[Your task]
The required output is the line containing "Every instance of the red suv" through the final line of the material below, printed exactly, with no other lines.

[Rows]
[Start]
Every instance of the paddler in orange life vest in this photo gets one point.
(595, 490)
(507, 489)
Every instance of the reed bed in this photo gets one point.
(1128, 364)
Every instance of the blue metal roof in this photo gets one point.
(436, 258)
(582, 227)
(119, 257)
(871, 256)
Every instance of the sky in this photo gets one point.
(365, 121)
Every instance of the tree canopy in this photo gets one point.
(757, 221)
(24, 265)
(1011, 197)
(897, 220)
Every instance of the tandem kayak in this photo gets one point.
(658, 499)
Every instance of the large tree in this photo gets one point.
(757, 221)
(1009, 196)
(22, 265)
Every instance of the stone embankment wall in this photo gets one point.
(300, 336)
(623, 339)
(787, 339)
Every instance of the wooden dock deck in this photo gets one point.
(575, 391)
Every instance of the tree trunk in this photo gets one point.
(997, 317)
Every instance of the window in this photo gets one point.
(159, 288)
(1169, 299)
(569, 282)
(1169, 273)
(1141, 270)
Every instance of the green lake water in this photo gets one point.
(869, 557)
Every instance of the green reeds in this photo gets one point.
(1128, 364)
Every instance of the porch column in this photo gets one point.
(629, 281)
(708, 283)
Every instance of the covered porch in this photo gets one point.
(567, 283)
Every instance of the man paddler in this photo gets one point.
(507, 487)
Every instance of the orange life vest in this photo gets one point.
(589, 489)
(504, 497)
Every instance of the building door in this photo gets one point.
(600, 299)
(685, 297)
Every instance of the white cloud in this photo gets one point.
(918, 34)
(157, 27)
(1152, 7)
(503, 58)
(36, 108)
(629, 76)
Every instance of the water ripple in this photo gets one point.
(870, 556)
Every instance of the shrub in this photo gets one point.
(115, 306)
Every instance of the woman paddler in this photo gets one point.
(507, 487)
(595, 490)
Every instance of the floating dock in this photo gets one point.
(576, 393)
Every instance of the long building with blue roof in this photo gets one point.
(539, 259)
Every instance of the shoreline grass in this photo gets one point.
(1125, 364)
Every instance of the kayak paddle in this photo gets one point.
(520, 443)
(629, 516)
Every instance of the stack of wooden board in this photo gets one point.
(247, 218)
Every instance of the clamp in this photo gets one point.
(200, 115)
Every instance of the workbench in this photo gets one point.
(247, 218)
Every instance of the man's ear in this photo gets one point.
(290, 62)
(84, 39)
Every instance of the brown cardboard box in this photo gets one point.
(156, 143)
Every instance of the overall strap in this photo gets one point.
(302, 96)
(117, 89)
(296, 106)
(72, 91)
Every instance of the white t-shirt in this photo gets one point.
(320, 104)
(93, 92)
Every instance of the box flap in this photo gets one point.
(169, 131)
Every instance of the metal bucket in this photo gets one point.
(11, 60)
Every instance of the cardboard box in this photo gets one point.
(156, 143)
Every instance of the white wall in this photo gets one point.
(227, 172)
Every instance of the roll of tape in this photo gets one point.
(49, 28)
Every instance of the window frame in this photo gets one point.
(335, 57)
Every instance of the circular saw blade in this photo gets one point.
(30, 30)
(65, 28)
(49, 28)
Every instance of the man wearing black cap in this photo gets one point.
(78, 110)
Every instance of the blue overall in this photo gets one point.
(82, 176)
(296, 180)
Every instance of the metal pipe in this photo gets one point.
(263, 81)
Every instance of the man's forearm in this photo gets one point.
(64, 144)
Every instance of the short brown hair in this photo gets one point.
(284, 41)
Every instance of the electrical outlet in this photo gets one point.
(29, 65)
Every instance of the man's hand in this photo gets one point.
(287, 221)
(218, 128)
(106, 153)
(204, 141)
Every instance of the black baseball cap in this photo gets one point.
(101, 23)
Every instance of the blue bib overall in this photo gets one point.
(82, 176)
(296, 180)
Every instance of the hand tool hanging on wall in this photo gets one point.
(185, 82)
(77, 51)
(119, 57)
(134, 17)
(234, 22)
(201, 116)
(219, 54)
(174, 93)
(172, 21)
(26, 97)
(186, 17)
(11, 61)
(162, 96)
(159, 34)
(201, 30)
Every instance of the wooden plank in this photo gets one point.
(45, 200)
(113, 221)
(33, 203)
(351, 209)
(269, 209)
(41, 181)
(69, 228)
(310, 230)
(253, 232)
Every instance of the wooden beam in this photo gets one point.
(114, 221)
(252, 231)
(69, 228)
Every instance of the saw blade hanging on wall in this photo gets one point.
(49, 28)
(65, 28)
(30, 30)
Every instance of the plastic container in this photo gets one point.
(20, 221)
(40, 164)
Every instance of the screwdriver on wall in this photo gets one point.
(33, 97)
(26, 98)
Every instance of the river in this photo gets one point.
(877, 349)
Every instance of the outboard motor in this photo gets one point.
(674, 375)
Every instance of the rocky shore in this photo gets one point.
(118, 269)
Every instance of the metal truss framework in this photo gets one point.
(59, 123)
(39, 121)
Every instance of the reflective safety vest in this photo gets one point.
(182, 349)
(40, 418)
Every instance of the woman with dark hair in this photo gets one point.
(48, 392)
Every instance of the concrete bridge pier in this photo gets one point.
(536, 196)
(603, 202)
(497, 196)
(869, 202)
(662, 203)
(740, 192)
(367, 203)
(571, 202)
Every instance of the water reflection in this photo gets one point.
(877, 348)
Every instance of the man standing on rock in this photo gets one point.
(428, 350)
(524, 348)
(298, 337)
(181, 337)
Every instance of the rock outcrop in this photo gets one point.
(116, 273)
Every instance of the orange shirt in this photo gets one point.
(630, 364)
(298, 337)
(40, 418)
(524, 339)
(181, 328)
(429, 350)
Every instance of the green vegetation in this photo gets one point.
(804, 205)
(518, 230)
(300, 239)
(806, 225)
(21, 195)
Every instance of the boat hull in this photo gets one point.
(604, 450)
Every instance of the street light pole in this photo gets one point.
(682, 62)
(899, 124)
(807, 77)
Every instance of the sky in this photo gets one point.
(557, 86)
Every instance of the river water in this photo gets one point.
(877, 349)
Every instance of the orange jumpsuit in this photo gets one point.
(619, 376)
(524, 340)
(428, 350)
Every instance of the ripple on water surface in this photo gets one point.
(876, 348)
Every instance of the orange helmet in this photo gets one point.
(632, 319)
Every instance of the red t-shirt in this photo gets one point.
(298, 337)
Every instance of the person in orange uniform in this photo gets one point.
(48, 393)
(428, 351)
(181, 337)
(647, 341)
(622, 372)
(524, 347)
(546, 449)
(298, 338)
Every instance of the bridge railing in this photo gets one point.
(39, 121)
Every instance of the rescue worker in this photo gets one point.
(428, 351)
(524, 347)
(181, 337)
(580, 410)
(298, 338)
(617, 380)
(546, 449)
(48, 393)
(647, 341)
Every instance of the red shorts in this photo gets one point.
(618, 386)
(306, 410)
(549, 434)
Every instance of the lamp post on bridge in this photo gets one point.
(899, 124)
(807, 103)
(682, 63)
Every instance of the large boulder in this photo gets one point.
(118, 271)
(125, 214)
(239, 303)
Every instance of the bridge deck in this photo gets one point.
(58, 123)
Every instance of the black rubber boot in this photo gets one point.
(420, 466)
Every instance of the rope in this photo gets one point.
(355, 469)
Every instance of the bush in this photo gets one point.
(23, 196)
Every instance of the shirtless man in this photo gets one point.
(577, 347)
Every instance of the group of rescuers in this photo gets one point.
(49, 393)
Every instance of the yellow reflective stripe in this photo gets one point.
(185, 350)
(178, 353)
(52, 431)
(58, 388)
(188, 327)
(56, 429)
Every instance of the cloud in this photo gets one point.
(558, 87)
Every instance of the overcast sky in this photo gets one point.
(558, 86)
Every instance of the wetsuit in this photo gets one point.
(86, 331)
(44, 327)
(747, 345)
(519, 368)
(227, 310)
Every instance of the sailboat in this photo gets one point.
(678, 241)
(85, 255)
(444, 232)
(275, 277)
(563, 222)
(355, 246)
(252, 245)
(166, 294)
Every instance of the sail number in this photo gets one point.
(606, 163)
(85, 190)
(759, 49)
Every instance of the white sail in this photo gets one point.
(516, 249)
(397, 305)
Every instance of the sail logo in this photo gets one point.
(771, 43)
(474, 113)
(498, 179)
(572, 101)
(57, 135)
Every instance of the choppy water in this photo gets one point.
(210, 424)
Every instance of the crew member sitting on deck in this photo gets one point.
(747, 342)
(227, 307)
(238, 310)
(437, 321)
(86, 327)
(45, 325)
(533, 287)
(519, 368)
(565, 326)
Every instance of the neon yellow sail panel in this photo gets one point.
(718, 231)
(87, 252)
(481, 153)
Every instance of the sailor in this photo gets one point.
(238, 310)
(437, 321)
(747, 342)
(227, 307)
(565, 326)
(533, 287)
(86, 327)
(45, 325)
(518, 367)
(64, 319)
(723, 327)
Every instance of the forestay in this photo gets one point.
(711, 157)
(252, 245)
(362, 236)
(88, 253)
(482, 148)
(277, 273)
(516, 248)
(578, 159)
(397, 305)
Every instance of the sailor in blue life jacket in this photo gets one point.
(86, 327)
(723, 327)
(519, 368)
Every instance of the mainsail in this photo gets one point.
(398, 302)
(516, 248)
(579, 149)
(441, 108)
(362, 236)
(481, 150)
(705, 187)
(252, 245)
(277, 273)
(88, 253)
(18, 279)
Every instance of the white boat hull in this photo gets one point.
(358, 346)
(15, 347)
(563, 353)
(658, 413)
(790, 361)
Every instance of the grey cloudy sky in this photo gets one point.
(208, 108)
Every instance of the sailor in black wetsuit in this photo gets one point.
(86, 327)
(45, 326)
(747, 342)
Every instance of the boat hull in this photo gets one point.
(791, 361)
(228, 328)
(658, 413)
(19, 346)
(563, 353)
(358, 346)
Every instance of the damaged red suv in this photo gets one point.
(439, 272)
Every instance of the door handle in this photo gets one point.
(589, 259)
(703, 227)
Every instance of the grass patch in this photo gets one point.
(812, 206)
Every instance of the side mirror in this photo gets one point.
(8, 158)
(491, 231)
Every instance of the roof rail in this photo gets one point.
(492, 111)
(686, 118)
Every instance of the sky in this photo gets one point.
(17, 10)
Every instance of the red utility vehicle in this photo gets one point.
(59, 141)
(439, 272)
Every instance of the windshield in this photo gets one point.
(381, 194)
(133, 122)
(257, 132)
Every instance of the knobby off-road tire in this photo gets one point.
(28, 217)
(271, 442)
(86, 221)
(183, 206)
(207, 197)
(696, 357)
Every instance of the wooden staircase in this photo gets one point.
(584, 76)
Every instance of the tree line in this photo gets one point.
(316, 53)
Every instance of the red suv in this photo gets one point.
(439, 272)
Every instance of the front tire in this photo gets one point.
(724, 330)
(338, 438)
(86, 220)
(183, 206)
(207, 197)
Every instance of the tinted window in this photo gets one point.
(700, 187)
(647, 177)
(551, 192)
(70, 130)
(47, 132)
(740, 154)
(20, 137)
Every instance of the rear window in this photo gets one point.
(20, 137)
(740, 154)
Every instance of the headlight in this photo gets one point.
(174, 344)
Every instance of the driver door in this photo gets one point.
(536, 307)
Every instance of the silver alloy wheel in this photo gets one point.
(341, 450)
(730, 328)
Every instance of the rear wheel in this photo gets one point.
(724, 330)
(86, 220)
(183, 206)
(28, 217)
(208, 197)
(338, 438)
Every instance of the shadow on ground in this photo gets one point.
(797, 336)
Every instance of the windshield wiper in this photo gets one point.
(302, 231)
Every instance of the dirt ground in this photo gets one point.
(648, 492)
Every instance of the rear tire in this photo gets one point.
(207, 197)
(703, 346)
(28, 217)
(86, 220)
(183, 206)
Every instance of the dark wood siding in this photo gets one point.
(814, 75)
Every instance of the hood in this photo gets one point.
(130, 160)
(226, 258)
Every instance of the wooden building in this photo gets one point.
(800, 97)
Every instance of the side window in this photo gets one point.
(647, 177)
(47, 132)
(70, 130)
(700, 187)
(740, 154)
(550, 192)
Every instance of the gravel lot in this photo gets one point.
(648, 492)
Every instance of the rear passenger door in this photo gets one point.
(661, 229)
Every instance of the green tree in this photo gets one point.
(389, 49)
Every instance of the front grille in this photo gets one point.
[End]
[Answer for this exercise]
Every instance of the red suv in this photo gets one point.
(439, 272)
Every instance of the front tire in this photo gets one point.
(724, 330)
(338, 438)
(86, 220)
(183, 206)
(207, 197)
Every instance of the tinted window in this photo gets one point.
(700, 187)
(647, 177)
(551, 192)
(70, 130)
(47, 132)
(740, 154)
(20, 137)
Every instance of the rear window in this photo gets one point.
(20, 137)
(740, 154)
Every instance of the headlight in this photo gets one point.
(174, 344)
Every instance of the driver door in this photo gets one point.
(536, 307)
Every instance of the silver alloy wheel in this photo gets one point.
(341, 450)
(730, 328)
Every instance of the rear wheel in this photo gets one point.
(724, 330)
(86, 220)
(183, 206)
(28, 217)
(208, 197)
(338, 438)
Every instance of the shadow on ground in this photo gets one point.
(797, 336)
Every instance of the windshield wiper in this photo gets one point.
(302, 231)
Every instance of the dirt ground in this photo gets one point.
(648, 492)
Every instance of the rear tire in this photo gets one point.
(207, 197)
(703, 346)
(28, 217)
(86, 220)
(183, 206)
Every instance of the dark wood siding in this photo gets one point.
(814, 75)
Every instance of the hood in this photo gets one point.
(130, 160)
(226, 258)
Every instance of the wooden building in this photo gets one point.
(800, 97)
Every instance of the side window in this photo gets one point.
(647, 177)
(47, 132)
(70, 130)
(700, 187)
(740, 154)
(550, 192)
Every instance of the gravel lot in this photo gets one point.
(648, 492)
Every instance of the rear passenger door in this photo gets one point.
(661, 229)
Every instance of the green tree in this photo gets one point.
(389, 49)
Every instance of the front grille in this photo gets one point.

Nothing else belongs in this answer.